DATASET EXCERPTS:
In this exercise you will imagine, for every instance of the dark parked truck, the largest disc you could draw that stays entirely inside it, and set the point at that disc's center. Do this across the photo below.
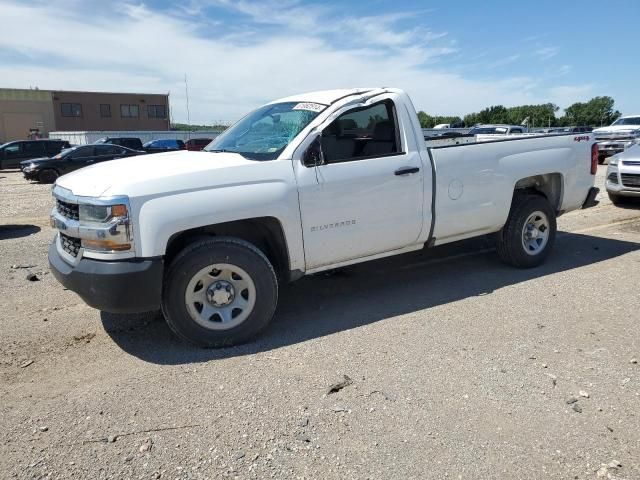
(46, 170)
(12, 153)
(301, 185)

---

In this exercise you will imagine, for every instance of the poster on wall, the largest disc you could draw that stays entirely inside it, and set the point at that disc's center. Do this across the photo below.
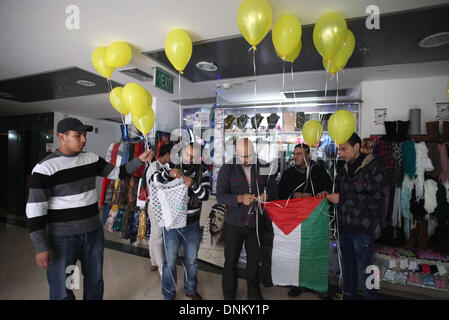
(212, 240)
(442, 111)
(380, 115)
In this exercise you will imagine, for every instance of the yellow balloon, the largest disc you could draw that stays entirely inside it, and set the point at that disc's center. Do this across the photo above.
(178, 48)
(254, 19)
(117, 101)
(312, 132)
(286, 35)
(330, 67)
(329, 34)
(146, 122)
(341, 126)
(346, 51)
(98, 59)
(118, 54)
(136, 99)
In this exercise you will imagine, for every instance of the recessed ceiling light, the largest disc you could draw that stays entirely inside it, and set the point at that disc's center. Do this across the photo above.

ABOUT THIS TASK: Return only the part of the records above that opens with the line containing "of the yellow" and closes with the line containing "of the recessed", ends included.

OUTPUT:
In this exercise you will imagine, for every instance of the yellow balloon, the largest disc you could draw that stays entirely inside it, and set the point at that disc's center. Do this across the photo above.
(178, 48)
(254, 19)
(117, 101)
(312, 132)
(286, 35)
(330, 67)
(329, 34)
(146, 122)
(341, 126)
(346, 51)
(98, 59)
(118, 54)
(136, 99)
In this exercise you will imagine, for every instance of the recessed ceiling light, the largest disc you could draw that stays entirely inside it, and set the point at that disc's center. Do this across the photo above.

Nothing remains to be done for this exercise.